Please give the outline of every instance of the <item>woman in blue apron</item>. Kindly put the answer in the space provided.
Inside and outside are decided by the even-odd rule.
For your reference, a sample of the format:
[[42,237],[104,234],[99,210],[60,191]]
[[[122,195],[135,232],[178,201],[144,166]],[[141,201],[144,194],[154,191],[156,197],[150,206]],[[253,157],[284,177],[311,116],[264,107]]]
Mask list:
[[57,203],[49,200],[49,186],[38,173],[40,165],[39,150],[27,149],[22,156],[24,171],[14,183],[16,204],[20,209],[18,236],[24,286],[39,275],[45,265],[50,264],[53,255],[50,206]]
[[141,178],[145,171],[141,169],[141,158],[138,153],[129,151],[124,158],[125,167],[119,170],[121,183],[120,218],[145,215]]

Task prompt -> Rescale the data above by reproducing every line of it, with each polygon coordinate in the answers multiplied by 0.85 and rounded to a whole number, halves rounding up. Leave all other numbers, including those in the format sample, unchanged.

Output of the exercise ->
Please give the outline of every instance of the <item>woman in blue apron</item>. Kindly put the answer in the space provided.
Inside and outside are decided by the even-odd rule.
For your reference, a sample of the format:
[[42,237],[104,234],[99,210],[60,191]]
[[[122,195],[135,232],[178,201],[144,166]],[[141,201],[144,194],[154,191],[156,197],[150,206]],[[253,157],[284,177],[311,116],[264,107]]]
Mask list:
[[48,173],[42,170],[42,158],[32,147],[34,140],[33,128],[23,127],[19,133],[20,145],[12,156],[14,173],[17,178],[15,201],[20,243],[33,234],[38,225],[43,224],[45,217],[43,175]]
[[120,151],[123,145],[120,144],[120,134],[117,130],[110,128],[105,134],[106,142],[101,145],[103,156],[102,185],[123,183]]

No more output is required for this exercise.